**What you need to do**
Count the lines in the items below that contain the string "point", matching case exactly. Give only the number.

**Recorded data**
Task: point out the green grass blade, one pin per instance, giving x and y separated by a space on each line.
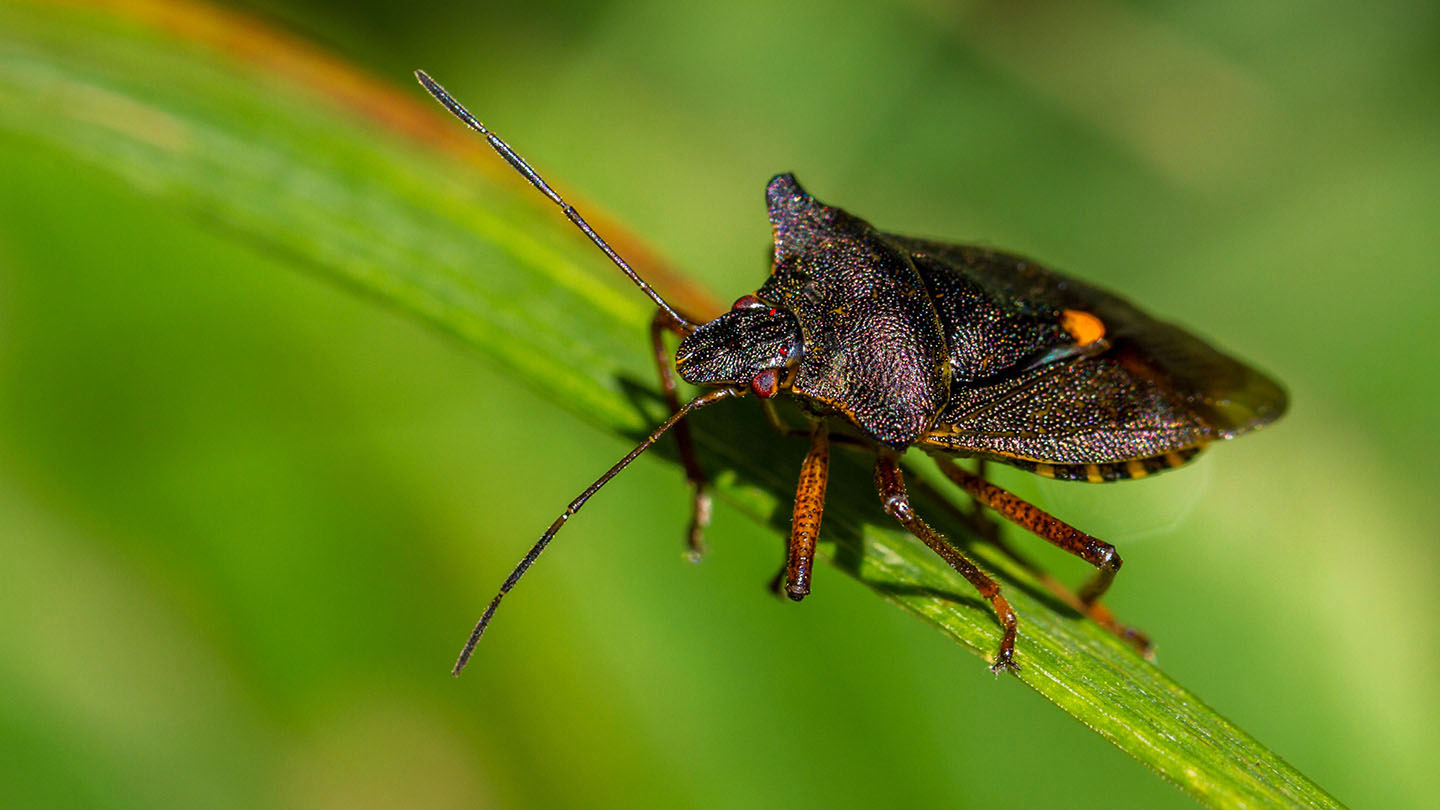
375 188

* * *

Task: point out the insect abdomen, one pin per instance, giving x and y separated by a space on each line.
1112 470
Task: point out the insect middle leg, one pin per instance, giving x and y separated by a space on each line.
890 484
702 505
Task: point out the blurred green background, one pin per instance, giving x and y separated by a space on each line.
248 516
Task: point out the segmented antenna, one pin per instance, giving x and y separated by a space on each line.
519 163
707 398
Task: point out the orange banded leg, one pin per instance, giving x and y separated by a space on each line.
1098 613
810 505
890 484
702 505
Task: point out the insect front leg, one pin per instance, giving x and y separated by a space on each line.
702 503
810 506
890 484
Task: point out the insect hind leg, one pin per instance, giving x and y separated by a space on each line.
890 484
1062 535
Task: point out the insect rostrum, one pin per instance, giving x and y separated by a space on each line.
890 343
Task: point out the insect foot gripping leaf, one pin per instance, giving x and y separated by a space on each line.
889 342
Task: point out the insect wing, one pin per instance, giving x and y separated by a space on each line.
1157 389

**Response**
11